[START OF Document excerpt]
That is a logical response in a Bullfrog where Existential Continuity makes maintenance of the Status Quo paramount, or in a Leech where it is every man for himself. In those Organizations there is no Group Advantage that results from the development of Sua Sponte Leaders and thus no Incentive for any individual Member to engage in it.

My profession suffers from this ailment. After I passed the bar I was like every other new lawyer, in that I had a tremendous amount of head-knowledge and very little heart-knowledge. I knew the law, but not what to do with it. I (like every other new trial lawyer) was in dire need of an Apprenticeship to learn how to litigate. And I (like most other new trial lawyers) didn’t get one. The reason is that law firms are primarily Bullfrogs with a few Leeches thrown in.

Because Lizards are very rare within the legal world, law firms generally do not Incentivize Apprenticeship. And without Incentive, why would a seasoned lawyer, having struggled to learn his craft and build his practice, pass on what he knows to a young hungry wolf fresh out of law school just to see him steal his clients out from under him? That is a pretty strong dis-Incentive against working oneself out of a job. The result is that the older lawyers I worked with shared their Wisdom grudgingly, only teaching me what I needed to know to be helpful to them.

Without any form of a litigation Apprenticeship, I had to Collision Learn the craft on my own. It was like learning to fly a plane through a series of mishaps and near fatal crashes, each of which allowed me to limp away with a little more Wisdom and Skill than I had before. I felt like was I constantly getting lost in uncharted territory and having to improvise my way back out. It was not a good feeling, but (having no choice) I kept at it.
[END OF Document excerpt]
[START OF Data supplied]
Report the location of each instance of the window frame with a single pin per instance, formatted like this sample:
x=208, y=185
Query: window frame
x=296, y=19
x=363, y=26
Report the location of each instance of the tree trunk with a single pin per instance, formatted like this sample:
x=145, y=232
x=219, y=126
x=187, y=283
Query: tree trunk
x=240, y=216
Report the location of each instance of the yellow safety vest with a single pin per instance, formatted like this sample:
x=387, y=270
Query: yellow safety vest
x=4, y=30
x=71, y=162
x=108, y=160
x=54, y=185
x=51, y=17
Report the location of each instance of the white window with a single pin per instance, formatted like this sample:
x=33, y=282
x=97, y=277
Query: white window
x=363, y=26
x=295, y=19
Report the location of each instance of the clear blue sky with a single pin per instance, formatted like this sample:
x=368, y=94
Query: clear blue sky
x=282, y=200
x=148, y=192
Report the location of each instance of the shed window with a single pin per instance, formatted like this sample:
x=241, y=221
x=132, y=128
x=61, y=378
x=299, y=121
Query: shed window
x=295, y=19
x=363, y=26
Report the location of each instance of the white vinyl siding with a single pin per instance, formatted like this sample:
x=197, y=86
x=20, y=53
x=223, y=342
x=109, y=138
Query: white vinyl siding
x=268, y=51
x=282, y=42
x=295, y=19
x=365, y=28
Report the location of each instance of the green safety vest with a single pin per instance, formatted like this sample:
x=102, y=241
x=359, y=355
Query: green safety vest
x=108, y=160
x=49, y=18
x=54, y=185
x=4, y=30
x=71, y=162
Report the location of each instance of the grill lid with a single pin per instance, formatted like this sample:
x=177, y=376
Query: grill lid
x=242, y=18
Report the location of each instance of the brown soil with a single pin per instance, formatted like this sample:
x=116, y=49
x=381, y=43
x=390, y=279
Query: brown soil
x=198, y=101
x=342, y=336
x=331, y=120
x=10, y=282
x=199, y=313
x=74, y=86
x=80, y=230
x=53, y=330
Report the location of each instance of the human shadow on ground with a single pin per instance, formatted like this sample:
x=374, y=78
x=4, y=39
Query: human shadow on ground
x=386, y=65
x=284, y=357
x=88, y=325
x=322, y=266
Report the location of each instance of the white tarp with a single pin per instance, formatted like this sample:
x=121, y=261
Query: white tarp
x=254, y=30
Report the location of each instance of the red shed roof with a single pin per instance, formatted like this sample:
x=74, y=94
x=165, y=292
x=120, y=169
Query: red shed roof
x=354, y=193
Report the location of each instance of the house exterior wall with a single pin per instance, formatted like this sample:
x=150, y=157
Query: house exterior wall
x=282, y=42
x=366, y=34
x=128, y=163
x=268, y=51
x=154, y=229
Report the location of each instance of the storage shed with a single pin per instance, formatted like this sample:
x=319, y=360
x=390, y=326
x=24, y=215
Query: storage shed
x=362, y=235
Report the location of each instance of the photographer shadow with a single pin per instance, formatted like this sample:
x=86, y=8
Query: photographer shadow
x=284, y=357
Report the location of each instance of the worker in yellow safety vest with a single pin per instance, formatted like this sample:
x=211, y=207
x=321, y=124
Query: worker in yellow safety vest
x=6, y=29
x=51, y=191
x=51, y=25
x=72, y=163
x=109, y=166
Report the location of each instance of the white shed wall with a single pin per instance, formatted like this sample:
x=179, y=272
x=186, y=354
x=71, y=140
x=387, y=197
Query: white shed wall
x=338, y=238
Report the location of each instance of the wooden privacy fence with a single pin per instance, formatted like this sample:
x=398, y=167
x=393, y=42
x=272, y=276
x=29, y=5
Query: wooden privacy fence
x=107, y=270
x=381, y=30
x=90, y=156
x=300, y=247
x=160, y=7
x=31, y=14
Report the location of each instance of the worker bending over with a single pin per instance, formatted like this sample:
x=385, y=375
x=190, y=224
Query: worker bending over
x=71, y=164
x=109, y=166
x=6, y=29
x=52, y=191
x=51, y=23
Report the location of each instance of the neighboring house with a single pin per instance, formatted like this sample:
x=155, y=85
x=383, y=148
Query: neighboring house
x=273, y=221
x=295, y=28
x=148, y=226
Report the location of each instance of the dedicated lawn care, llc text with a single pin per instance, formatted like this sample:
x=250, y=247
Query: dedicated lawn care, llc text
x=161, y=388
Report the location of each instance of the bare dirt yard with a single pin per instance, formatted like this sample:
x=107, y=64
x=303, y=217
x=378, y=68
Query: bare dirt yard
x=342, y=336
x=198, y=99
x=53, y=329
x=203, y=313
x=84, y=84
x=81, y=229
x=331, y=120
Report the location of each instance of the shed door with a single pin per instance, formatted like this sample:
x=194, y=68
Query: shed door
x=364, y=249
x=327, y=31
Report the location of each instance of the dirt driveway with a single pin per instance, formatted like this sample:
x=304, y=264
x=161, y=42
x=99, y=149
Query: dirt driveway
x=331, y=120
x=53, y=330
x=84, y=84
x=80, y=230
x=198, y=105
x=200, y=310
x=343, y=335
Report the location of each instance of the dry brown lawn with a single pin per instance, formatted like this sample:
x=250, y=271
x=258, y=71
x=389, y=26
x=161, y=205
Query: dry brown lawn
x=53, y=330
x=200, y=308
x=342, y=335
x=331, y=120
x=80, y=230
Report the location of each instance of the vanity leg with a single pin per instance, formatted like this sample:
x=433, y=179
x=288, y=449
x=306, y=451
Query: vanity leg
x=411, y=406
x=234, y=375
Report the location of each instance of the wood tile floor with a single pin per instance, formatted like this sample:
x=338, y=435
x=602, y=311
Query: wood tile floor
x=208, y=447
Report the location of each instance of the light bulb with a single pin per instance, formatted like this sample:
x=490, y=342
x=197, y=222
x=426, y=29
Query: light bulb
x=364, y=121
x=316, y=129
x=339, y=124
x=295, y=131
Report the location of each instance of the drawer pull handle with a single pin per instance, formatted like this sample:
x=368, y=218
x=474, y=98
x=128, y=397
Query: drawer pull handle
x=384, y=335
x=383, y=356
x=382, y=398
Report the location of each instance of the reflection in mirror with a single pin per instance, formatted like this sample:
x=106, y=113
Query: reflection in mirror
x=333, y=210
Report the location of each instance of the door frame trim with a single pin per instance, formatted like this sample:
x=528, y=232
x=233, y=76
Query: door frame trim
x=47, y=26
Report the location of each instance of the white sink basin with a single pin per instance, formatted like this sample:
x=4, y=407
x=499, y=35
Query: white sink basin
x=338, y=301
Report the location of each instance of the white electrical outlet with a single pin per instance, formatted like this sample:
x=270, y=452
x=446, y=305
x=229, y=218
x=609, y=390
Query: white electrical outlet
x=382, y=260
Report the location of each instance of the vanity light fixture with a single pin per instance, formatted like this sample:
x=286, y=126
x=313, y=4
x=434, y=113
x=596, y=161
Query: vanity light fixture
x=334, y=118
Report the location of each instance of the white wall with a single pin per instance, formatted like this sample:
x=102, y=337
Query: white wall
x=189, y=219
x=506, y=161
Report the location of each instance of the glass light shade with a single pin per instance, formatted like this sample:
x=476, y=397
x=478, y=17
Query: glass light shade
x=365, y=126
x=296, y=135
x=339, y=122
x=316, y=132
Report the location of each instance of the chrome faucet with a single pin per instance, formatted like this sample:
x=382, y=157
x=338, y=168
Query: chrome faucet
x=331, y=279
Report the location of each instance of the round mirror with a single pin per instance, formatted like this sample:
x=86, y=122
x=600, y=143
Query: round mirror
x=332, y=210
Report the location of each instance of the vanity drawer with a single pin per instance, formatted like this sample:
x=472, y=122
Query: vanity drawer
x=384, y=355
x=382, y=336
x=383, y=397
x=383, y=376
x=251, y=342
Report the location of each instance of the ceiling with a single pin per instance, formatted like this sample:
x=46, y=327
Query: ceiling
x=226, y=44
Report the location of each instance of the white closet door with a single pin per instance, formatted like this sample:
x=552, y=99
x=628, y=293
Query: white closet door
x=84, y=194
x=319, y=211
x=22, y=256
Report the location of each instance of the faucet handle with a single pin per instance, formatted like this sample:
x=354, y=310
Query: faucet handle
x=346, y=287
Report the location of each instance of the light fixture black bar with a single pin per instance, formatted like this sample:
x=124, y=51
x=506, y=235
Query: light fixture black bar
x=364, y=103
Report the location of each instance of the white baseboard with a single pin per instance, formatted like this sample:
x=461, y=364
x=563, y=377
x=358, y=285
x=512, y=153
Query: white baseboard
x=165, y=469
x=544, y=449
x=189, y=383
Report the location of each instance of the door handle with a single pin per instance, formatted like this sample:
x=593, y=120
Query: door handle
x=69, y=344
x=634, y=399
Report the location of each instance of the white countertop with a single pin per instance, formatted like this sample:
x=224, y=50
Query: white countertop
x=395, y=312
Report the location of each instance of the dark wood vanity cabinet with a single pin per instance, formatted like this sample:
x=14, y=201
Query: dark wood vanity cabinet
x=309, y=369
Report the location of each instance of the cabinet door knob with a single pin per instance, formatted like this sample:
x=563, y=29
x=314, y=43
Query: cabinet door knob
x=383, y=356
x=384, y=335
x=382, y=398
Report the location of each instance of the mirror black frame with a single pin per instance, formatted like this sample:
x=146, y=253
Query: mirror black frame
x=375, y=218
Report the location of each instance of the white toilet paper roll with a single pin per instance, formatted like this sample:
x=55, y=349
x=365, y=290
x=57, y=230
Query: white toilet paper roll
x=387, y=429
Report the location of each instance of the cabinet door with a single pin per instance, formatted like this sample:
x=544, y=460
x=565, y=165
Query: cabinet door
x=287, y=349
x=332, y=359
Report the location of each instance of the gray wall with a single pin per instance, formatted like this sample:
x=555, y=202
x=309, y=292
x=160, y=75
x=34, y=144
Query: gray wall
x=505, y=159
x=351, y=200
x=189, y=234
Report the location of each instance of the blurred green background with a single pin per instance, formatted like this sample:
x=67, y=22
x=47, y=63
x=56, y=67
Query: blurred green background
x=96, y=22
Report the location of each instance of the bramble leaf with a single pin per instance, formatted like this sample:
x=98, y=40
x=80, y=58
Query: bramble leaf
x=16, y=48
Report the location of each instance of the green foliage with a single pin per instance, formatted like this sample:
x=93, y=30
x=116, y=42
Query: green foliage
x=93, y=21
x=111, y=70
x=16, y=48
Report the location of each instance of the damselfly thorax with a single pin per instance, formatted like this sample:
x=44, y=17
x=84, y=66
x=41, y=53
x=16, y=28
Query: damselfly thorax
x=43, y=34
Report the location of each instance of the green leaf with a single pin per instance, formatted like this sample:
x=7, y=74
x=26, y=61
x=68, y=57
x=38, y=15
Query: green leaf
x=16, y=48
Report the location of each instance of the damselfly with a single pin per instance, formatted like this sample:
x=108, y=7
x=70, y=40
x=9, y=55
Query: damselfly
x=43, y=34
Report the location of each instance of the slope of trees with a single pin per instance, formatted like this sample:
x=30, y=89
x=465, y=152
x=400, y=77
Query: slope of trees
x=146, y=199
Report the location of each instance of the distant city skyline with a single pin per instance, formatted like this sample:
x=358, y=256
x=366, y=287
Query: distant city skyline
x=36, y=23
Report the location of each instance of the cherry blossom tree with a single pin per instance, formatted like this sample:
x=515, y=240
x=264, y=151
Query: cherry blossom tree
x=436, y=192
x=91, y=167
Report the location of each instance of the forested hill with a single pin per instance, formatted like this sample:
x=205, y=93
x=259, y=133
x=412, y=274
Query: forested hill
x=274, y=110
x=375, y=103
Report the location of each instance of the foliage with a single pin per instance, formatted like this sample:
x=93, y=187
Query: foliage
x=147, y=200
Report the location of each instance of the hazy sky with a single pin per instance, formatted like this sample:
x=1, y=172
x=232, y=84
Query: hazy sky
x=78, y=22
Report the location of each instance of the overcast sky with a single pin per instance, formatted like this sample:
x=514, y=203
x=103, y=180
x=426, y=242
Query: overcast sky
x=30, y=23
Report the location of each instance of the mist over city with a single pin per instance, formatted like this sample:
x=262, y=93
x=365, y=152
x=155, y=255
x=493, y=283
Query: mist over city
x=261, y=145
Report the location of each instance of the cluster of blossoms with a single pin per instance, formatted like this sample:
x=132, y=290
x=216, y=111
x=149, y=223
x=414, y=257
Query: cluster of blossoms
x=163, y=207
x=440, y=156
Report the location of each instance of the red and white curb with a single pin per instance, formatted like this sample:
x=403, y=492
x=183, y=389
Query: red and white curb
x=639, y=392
[END OF Data supplied]
- [Goal 1]
According to the excerpt on legal apprenticeship, what kinds of organizations are law firms primarily?
- [Goal 2]
Copy out the records verbatim, covering the stretch from the line containing "Report the location of each instance of the mist" through the end of the records.

- [Complete output 1]
Law firms are primarily Bullfrogs, with a few Leeches thrown in.

- [Complete output 2]
Report the location of each instance of the mist over city with a single pin per instance, formatted like this sample:
x=262, y=93
x=365, y=152
x=155, y=255
x=493, y=283
Query: mist over city
x=261, y=145
Report the location of each instance of the cluster of blossoms with a single pin per instance, formatted like this sample:
x=132, y=290
x=216, y=111
x=149, y=223
x=414, y=257
Query: cluster of blossoms
x=163, y=207
x=440, y=156
Report the location of each instance of the red and white curb with a single pin per instance, formatted like this sample:
x=403, y=492
x=183, y=389
Query: red and white curb
x=639, y=392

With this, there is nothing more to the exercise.